Text shown ->
★ ★ ★ ★

If Drive has one moral it would be "A man's gotta have a code". The hero of the movie is unnamed. Let's call him Driver (Ryan Gosling). Driver doesn't talk much. He lets his actions speak for him. Driver works in a garage owned by the garrulous Shannon (Bryan Cranston). Driver also works as a Hollywood stunt car driver, a racer and as a getaway driver for armed robbers.  Driver appears to be at peace with himself and the world.
Driver meets a pretty young woman Irene (Carey Mulligan) and her son when they have car trouble. As it turns out they are neighbors and Driver starts spending time with Irene. Again this moves slowly and naturally. They DON'T have sex.
Shannon is looking for the big score so he arranges for Driver to be backed in his racing by the mobsters Bernie Rose (Albert Brooks) and Nino (Ron Pearlman in a very menacing role). Bernie and Nino have loyalty to each other and that's the extent of their milk of human kindness. Unfortunately for Driver's future plans for Irene, her convict husband Standard (Oscar Isaac) is released from prison and is about as happy as you might expect he would be to find another man trying to shake his peach tree. He not so subtly warns Driver off. Driver complies. But not soon after Standard is badly beaten and must ask for Driver's help. This sets off a chain of events that cause all of Driver's carefully separated worlds to start to collapse together.


The lighting, attitude, acting and action of this movie are just superb. Top notch stuff. I wish there were more movies done like this. You really enjoy the quiet parts and the frantic parts of this movie. It uses dynamics in its pacing and storyline. This could have won an Oscar. Well maybe that's stretching it a bit but it's not just a drive-fast shoot-em-up movie. Gosling does a really good job here. Camera work excites without leaving you queasy. Albert Brooks and Ron Pearlman play off each other nicely as the gentleman gangster and unreconstructed thug, respectively. Check this one out. It's easily the best of today's group. No competition. Look for Christina Hendricks in a small role.
TRAILER





Phantom Punch
I hadn't seen anything by Robert Townsend in a very long time so I decided to check this out. This movie purports to tell the true story of Charles "Sonny" Liston, one time thug and mob heavy, one time heavyweight champion of the world, who lost two controversial fights to Muhammad Ali and later died in very suspicious circumstances. The film title refers to the widespread belief that Liston, at the behest of his mob backers, took a dive in the second fight.

★ ★ ★ ★

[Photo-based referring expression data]
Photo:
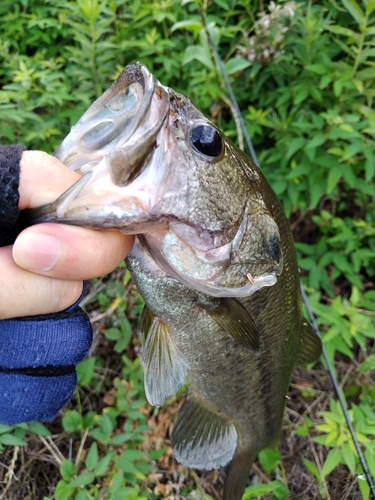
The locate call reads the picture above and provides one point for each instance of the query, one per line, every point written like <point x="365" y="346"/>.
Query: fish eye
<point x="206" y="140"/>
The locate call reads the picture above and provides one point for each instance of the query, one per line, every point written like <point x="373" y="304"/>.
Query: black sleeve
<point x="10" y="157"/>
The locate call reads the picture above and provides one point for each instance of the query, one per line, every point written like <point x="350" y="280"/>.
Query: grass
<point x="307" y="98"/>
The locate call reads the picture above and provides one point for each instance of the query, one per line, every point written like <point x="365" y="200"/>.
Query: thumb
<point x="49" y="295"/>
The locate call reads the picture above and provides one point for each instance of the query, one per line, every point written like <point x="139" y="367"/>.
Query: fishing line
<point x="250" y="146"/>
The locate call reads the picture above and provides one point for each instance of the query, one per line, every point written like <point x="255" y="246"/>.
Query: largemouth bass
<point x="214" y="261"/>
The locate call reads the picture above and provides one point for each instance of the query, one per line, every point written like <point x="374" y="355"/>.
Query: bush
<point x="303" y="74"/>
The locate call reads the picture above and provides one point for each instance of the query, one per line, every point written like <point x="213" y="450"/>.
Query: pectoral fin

★ ★ ★ ★

Assignment 1 -> In the film reviews, who plays the mobster Nino?
Assignment 2 -> Copy the film reviews from "Driver meets a" to "DON'T have sex.".
Assignment 3 -> Do these statements agree with the film reviews? Answer yes or no for each, quoting the deciding words. (a) Driver and Irene have sex. (b) Irene's husband Standard is released from prison. (c) Driver works in a garage owned by Bernie Rose.

Written response 1 -> Ron Pearlman

Written response 2 ->
Driver meets a pretty young woman Irene (Carey Mulligan) and her son when they have car trouble. As it turns out they are neighbors and Driver starts spending time with Irene. Again this moves slowly and naturally. They DON'T have sex.

Written response 3 ->
(a) No: "They DON'T have sex."
(b) Yes: "her convict husband Standard (Oscar Isaac) is released from prison"
(c) No: "Driver works in a garage owned by the garrulous Shannon (Bryan Cranston)."